= Culture industry =

Commercial mass marketing of culture

"Culture industry" (Kulturindustrie) is a term coined by the critical theorists Theodor Adorno (1903–1969) and Max Horkheimer (1895–1973). They proposed that popular culture is akin to a factory producing standardized cultural goods—films, radio programmes, magazines, etc.—that are used to manipulate mass society into passivity. Consumption of the easy pleasures of popular culture, made available by the mass communications media, renders people docile and content, no matter how difficult their economic circumstances are. The inherent danger of the culture industry is the cultivation of false psychological needs that can only be met and satisfied by the products of capitalism; thus Adorno and Horkheimer perceived mass-produced culture as especially dangerous compared to the more technically and intellectually difficult high arts. In contrast, true psychological needs are freedom, creativity, and genuine happiness, which refer to an earlier demarcation of human needs, established by Herbert Marcuse.

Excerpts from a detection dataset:

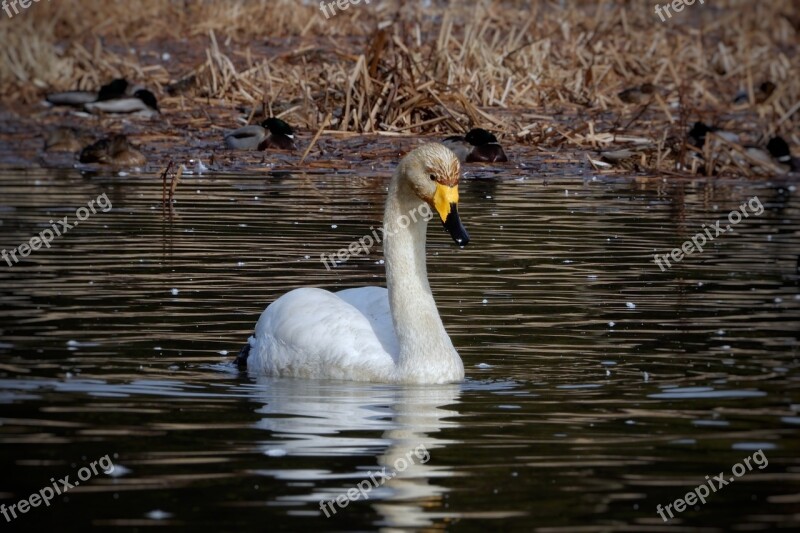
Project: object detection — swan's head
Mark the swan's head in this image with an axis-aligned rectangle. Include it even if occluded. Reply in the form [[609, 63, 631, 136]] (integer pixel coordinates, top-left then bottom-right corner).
[[400, 143, 469, 246]]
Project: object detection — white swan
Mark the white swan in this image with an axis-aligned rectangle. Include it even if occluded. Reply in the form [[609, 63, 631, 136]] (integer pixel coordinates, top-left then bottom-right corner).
[[239, 144, 469, 383]]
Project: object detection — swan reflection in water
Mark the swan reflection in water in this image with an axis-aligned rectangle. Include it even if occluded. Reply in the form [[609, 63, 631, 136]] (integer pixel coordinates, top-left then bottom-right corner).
[[250, 377, 461, 527]]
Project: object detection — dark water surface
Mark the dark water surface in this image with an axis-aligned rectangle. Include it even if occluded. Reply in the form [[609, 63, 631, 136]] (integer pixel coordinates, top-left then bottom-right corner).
[[0, 165, 800, 532]]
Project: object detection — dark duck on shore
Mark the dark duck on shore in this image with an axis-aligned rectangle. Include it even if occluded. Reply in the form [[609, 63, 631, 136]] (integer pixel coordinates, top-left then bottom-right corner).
[[225, 118, 295, 150], [78, 134, 147, 167], [442, 128, 508, 163], [45, 78, 131, 107], [83, 89, 161, 117]]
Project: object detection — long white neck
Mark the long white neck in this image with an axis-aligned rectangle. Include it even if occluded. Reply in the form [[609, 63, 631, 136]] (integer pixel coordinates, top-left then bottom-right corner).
[[384, 178, 464, 383]]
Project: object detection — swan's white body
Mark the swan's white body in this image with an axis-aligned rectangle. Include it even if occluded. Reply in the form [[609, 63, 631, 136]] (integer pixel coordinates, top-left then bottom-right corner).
[[247, 144, 468, 383]]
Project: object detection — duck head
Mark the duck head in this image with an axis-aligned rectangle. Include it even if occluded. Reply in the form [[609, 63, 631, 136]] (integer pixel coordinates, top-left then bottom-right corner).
[[400, 143, 469, 246]]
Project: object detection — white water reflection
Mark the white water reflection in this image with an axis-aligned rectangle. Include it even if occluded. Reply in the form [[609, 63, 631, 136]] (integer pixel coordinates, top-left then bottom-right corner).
[[248, 377, 461, 527]]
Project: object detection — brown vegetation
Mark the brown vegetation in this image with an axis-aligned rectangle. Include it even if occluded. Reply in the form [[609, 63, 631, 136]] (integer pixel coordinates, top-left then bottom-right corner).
[[0, 0, 800, 175]]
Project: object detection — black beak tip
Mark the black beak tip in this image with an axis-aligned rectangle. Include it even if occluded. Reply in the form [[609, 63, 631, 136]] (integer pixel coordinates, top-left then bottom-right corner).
[[444, 204, 469, 247]]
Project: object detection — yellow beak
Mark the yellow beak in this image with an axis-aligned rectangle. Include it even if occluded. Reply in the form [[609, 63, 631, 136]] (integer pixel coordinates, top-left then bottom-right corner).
[[433, 183, 458, 222]]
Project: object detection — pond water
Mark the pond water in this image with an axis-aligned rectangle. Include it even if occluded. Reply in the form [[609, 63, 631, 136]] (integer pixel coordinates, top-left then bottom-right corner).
[[0, 167, 800, 532]]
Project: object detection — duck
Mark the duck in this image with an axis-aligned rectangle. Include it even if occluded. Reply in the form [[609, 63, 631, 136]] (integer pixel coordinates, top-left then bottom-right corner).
[[617, 83, 658, 104], [225, 117, 295, 150], [45, 78, 131, 107], [44, 126, 90, 152], [237, 143, 469, 384], [83, 89, 161, 117], [442, 128, 508, 163], [78, 134, 147, 167]]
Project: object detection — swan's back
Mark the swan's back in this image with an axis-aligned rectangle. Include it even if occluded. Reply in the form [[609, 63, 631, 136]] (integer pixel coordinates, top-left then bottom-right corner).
[[248, 288, 396, 382]]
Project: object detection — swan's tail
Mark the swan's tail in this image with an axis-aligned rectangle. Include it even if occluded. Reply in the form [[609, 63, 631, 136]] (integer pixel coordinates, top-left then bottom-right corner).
[[234, 341, 250, 370]]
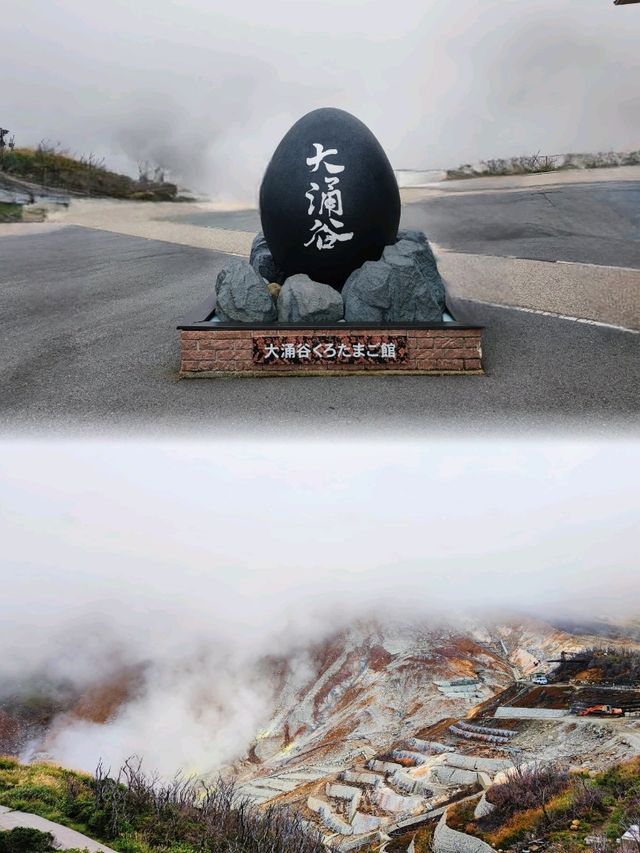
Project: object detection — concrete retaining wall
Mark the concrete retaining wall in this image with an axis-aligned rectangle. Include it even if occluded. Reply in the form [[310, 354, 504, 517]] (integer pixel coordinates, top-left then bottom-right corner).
[[493, 705, 567, 720], [433, 812, 495, 853]]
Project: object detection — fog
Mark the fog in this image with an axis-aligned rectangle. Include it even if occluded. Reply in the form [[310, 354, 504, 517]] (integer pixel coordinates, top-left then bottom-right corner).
[[0, 440, 640, 773], [0, 0, 640, 196]]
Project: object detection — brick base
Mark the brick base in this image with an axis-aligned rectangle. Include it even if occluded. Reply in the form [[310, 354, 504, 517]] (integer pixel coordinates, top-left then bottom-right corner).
[[180, 323, 483, 377]]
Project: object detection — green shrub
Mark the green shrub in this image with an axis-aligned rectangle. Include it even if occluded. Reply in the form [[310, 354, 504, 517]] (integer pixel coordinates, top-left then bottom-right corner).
[[0, 826, 55, 853]]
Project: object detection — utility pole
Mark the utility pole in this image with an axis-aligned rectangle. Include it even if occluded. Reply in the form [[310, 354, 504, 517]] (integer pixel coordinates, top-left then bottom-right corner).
[[0, 127, 9, 169]]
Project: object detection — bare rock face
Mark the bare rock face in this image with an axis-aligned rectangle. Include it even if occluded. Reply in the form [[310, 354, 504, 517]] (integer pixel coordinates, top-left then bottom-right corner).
[[342, 232, 446, 323], [216, 258, 276, 323], [278, 275, 344, 323]]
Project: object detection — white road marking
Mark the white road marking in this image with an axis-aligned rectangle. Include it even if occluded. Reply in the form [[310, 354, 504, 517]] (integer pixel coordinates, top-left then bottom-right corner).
[[454, 296, 640, 335]]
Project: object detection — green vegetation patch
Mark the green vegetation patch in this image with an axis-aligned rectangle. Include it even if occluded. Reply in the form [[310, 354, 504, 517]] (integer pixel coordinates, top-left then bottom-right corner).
[[3, 141, 178, 201], [0, 201, 22, 222], [0, 759, 324, 853], [458, 758, 640, 853]]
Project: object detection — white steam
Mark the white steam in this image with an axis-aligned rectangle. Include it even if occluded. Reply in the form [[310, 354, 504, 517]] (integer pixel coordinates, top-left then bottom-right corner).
[[0, 441, 640, 774], [0, 0, 640, 196]]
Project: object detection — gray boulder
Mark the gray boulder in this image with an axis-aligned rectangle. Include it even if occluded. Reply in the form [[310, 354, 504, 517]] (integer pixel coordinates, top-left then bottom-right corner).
[[396, 228, 428, 243], [249, 231, 285, 284], [278, 274, 344, 323], [382, 238, 445, 304], [342, 232, 446, 323], [216, 258, 277, 323]]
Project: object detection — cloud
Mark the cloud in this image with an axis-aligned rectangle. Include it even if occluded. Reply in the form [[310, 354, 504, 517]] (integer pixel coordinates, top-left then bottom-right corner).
[[0, 440, 640, 772], [0, 0, 640, 196]]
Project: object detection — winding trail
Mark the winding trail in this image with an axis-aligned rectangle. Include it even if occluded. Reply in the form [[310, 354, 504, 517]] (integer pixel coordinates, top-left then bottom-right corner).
[[0, 806, 116, 853]]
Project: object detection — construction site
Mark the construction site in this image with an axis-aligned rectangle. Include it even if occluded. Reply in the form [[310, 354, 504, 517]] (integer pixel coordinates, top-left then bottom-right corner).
[[232, 655, 640, 853]]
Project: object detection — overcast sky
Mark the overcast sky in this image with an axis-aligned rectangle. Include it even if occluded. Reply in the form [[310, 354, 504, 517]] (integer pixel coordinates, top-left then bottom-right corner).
[[0, 439, 640, 775], [0, 0, 640, 199]]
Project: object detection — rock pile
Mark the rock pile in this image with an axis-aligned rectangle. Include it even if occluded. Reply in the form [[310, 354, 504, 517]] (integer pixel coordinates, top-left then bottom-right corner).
[[215, 231, 446, 325]]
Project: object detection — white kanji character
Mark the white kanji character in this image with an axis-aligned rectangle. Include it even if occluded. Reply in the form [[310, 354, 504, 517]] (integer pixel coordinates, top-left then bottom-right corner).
[[304, 219, 353, 249], [305, 181, 324, 216], [318, 190, 343, 218], [307, 142, 344, 175]]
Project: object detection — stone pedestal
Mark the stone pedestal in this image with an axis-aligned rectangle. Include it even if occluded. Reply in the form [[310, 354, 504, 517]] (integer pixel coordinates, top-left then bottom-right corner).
[[178, 321, 483, 377]]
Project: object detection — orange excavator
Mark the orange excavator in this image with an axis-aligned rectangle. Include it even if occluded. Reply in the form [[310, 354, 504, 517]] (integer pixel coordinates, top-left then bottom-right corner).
[[578, 705, 624, 717]]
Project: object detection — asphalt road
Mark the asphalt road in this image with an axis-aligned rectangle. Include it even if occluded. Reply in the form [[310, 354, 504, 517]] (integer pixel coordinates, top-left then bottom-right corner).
[[403, 181, 640, 269], [0, 227, 640, 438], [0, 806, 116, 853], [173, 181, 640, 269]]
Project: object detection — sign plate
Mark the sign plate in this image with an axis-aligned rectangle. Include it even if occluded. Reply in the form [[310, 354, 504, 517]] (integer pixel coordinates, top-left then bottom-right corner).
[[253, 333, 409, 365]]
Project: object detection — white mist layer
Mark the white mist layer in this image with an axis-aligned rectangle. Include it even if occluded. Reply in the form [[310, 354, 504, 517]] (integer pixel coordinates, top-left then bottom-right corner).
[[0, 441, 640, 774], [0, 0, 640, 195]]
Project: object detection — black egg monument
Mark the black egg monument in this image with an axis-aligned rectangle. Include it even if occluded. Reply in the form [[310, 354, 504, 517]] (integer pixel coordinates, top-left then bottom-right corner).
[[260, 108, 400, 290], [179, 107, 482, 376]]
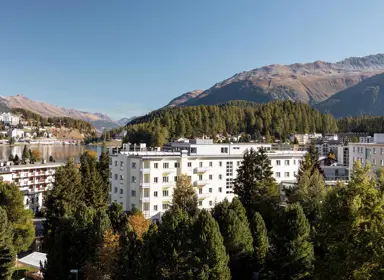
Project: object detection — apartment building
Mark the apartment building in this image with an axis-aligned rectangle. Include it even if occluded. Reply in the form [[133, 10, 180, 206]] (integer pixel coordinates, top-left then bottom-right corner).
[[348, 133, 384, 173], [109, 139, 305, 220], [0, 162, 64, 213]]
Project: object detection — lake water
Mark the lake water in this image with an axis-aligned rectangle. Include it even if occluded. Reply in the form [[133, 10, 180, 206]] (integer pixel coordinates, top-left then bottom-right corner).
[[0, 145, 102, 161]]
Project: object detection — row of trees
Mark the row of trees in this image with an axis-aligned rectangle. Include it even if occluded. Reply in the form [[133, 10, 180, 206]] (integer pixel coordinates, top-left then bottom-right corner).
[[36, 143, 384, 280], [12, 108, 96, 135]]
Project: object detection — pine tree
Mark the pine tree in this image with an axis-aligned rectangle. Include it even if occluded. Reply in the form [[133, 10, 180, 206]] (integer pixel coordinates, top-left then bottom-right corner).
[[172, 174, 197, 216], [191, 210, 231, 280], [0, 207, 16, 280], [250, 212, 269, 271], [318, 161, 384, 280], [21, 145, 30, 163], [234, 149, 279, 227], [265, 203, 314, 280], [0, 182, 35, 253], [213, 198, 253, 279]]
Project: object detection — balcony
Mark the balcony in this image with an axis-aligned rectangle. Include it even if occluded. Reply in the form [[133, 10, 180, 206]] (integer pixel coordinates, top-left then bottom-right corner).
[[195, 167, 209, 173], [140, 182, 151, 188], [194, 180, 209, 187]]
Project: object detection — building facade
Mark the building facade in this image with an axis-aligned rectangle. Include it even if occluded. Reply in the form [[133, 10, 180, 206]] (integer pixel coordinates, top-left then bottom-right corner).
[[0, 113, 20, 126], [0, 162, 64, 214], [110, 140, 305, 220]]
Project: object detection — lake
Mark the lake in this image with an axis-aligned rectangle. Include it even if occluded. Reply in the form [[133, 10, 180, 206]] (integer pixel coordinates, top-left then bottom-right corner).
[[0, 145, 102, 161]]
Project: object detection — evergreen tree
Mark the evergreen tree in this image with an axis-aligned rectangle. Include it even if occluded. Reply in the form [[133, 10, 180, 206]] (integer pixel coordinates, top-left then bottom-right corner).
[[172, 174, 197, 215], [234, 149, 280, 227], [0, 182, 35, 253], [318, 161, 384, 280], [250, 212, 269, 271], [213, 198, 253, 279], [265, 203, 314, 280], [80, 151, 109, 209], [21, 145, 30, 163], [192, 210, 231, 280], [0, 207, 16, 280]]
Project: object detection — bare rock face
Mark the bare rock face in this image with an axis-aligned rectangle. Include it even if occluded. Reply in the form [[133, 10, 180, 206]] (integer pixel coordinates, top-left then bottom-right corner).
[[167, 54, 384, 107]]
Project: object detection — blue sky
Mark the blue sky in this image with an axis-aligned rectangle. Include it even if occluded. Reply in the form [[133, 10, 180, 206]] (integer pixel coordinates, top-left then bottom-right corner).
[[0, 0, 384, 118]]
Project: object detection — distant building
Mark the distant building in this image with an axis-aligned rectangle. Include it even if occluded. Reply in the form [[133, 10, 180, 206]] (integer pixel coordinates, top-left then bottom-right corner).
[[0, 113, 20, 126], [0, 162, 64, 213], [8, 128, 24, 139]]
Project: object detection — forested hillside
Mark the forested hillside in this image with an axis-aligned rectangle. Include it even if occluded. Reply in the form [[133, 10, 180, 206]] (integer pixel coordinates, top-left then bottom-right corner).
[[125, 101, 337, 146], [12, 108, 95, 135]]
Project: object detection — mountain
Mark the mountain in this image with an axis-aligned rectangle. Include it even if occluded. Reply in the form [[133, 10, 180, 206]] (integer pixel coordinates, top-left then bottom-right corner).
[[0, 94, 119, 131], [117, 117, 137, 126], [165, 89, 204, 107], [167, 54, 384, 107], [314, 74, 384, 117]]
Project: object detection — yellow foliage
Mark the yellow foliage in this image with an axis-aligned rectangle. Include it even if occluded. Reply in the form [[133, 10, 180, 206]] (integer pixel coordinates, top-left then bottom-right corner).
[[128, 212, 149, 240]]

• Requirements:
**A.** In the culture industry passage, who established the earlier demarcation of human needs?
**B.** Copy from the records the lines starting at the one containing "Project: object detection — dark water" and ending at the one containing "[[0, 165, 800, 532]]", both included.
The culture industry passage and the records were drawn from unrelated sources.

• Solutions in order:
**A.** Herbert Marcuse

**B.**
Project: object detection — dark water surface
Mark the dark water surface in this image with an axis-aligned rectangle. Include it even if occluded. Reply in the form [[609, 63, 631, 136]] (integer pixel coordinates, top-left then bottom-right corner).
[[0, 165, 800, 532]]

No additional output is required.